• _Records for processing_:

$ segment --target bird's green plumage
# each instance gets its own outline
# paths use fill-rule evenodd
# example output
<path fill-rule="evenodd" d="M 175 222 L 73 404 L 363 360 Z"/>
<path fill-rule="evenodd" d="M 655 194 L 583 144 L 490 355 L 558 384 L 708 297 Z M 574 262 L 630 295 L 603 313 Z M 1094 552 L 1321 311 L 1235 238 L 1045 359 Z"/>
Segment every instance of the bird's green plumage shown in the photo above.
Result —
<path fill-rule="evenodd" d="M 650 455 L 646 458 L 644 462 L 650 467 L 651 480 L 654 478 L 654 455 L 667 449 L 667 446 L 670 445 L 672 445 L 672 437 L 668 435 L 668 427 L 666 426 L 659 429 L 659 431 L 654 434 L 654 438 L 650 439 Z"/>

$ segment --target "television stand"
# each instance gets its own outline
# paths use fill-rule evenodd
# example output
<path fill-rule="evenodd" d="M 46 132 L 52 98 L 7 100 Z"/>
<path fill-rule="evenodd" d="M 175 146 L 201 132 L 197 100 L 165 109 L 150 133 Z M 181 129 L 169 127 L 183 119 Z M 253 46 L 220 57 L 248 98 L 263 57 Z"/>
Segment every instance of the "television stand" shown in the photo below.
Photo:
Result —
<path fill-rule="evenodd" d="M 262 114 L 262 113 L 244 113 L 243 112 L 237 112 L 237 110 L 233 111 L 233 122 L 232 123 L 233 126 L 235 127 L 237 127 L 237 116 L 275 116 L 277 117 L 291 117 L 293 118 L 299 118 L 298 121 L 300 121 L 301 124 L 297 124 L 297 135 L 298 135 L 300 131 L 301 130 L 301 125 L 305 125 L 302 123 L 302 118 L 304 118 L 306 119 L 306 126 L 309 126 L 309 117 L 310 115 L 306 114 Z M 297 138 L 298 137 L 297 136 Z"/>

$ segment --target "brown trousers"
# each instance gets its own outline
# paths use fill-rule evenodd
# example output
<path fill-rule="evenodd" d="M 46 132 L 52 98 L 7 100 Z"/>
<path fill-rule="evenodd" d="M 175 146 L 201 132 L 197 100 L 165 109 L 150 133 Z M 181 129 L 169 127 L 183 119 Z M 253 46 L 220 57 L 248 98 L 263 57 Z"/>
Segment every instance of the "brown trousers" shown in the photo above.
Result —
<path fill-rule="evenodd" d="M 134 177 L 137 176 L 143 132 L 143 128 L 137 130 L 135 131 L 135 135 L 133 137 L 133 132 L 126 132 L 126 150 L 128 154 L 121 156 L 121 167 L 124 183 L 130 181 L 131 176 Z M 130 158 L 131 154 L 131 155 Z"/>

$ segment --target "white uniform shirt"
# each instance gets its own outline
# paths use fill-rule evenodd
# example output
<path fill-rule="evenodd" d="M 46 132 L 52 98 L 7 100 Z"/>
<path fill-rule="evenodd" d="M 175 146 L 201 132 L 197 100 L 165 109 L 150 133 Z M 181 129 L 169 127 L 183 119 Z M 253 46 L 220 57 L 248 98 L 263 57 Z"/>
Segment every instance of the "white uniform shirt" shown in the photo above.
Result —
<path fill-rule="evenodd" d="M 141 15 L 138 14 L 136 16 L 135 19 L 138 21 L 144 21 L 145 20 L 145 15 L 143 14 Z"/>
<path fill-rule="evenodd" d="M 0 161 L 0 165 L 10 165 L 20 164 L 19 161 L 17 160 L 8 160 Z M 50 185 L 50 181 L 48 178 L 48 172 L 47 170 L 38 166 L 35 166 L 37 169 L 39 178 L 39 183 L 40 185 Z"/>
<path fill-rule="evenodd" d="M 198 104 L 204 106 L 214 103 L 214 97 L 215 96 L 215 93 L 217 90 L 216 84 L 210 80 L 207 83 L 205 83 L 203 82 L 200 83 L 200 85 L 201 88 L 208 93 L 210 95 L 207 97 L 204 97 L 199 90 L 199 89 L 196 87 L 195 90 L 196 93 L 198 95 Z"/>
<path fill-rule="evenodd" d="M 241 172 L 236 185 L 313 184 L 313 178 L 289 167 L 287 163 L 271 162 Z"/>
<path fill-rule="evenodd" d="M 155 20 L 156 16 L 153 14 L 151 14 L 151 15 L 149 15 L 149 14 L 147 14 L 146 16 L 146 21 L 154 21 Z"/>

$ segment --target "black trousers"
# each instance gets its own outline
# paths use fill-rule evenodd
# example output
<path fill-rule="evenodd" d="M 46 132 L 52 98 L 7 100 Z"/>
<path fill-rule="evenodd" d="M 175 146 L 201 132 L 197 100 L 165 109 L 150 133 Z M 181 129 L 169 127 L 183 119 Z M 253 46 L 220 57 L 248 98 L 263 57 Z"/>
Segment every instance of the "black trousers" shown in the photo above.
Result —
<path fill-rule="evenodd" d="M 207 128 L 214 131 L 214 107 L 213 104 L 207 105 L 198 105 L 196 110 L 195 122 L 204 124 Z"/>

• _Problem description_: Rename "example output" to "sample output" throughout the records above. Reproduce every other line unchanged.

• _Reply to the task_:
$ segment --target bird's green plumage
# each instance gets its own outline
# paths use fill-rule evenodd
# sample output
<path fill-rule="evenodd" d="M 175 222 L 73 404 L 363 360 Z"/>
<path fill-rule="evenodd" d="M 655 194 L 583 144 L 490 355 L 558 384 L 708 297 Z M 574 262 L 630 295 L 603 313 Z M 1094 552 L 1321 311 L 1235 238 L 1045 359 Z"/>
Segment every instance of the bird's green plumage shown in the photo above.
Result —
<path fill-rule="evenodd" d="M 650 455 L 646 458 L 644 462 L 650 467 L 651 480 L 654 478 L 654 455 L 667 449 L 667 446 L 670 445 L 672 445 L 672 437 L 668 435 L 668 427 L 666 426 L 659 429 L 659 431 L 654 434 L 654 438 L 650 439 Z"/>

$ segment --target "television stand"
# each instance gets its own outline
# paths use fill-rule evenodd
# sample output
<path fill-rule="evenodd" d="M 46 132 L 52 98 L 7 100 Z"/>
<path fill-rule="evenodd" d="M 175 146 L 201 132 L 197 100 L 165 109 L 150 133 Z M 181 129 L 169 127 L 183 119 Z M 253 46 L 220 57 L 248 98 L 263 57 Z"/>
Segment every instance of the "television stand" shown in the photo below.
Photo:
Result —
<path fill-rule="evenodd" d="M 262 114 L 262 113 L 244 113 L 243 112 L 237 112 L 237 110 L 233 111 L 233 122 L 232 123 L 233 126 L 235 127 L 237 127 L 237 116 L 275 116 L 277 117 L 291 117 L 293 118 L 299 118 L 298 121 L 300 121 L 301 124 L 297 124 L 297 135 L 298 135 L 300 131 L 301 130 L 301 125 L 305 125 L 302 123 L 302 118 L 304 118 L 306 119 L 306 126 L 309 126 L 309 117 L 310 115 L 306 114 Z M 297 138 L 298 137 L 297 136 Z"/>

$ segment --target "brown trousers"
# each instance gets its own outline
# paths use fill-rule evenodd
# sample output
<path fill-rule="evenodd" d="M 46 132 L 52 98 L 7 100 Z"/>
<path fill-rule="evenodd" d="M 175 146 L 201 132 L 197 100 L 165 109 L 150 133 Z M 181 129 L 169 127 L 183 119 Z M 253 46 L 220 57 L 248 98 L 263 57 Z"/>
Segment every instance of the "brown trousers" shown in the photo above.
Result —
<path fill-rule="evenodd" d="M 134 177 L 137 176 L 143 132 L 143 128 L 137 130 L 135 131 L 135 135 L 133 137 L 133 132 L 126 132 L 126 150 L 128 154 L 121 156 L 121 167 L 124 183 L 130 181 L 131 176 Z M 130 158 L 131 154 L 131 155 Z"/>

$ segment --target "white uniform shirt"
# each instance gets its own outline
# paths use fill-rule evenodd
# sample output
<path fill-rule="evenodd" d="M 46 132 L 52 98 L 7 100 Z"/>
<path fill-rule="evenodd" d="M 175 146 L 201 132 L 197 100 L 165 109 L 150 133 Z M 181 129 L 169 127 L 183 119 Z M 253 46 L 220 57 L 248 98 L 263 57 Z"/>
Segment every instance of the "white uniform shirt" shown in the photo above.
Result —
<path fill-rule="evenodd" d="M 141 15 L 138 14 L 136 16 L 135 19 L 138 21 L 144 21 L 145 20 L 145 15 L 143 14 Z"/>
<path fill-rule="evenodd" d="M 0 161 L 0 165 L 10 165 L 20 164 L 19 161 L 17 160 L 8 160 Z M 50 185 L 50 181 L 48 178 L 48 172 L 47 170 L 38 166 L 35 166 L 37 169 L 39 178 L 39 183 L 40 185 Z"/>
<path fill-rule="evenodd" d="M 198 104 L 204 106 L 214 103 L 214 97 L 215 96 L 215 93 L 217 90 L 216 84 L 210 80 L 207 83 L 205 83 L 203 82 L 200 83 L 200 85 L 201 88 L 208 93 L 210 95 L 207 97 L 204 97 L 199 90 L 199 89 L 196 87 L 195 90 L 196 93 L 198 95 Z"/>
<path fill-rule="evenodd" d="M 241 172 L 236 185 L 313 184 L 313 178 L 289 167 L 287 163 L 271 162 Z"/>
<path fill-rule="evenodd" d="M 155 20 L 156 16 L 153 14 L 151 14 L 151 15 L 149 15 L 149 14 L 147 14 L 146 16 L 146 21 L 154 21 Z"/>

$ segment --target "black trousers"
# each instance gets its own outline
# paths use fill-rule evenodd
# sample output
<path fill-rule="evenodd" d="M 46 132 L 52 98 L 7 100 Z"/>
<path fill-rule="evenodd" d="M 175 146 L 201 132 L 197 100 L 165 109 L 150 133 Z M 181 129 L 169 127 L 183 119 Z M 253 46 L 220 57 L 248 98 L 263 57 Z"/>
Segment every instance of the "black trousers" shown in the photo above.
Result —
<path fill-rule="evenodd" d="M 207 128 L 214 131 L 214 107 L 213 104 L 207 105 L 198 105 L 196 110 L 195 122 L 204 124 Z"/>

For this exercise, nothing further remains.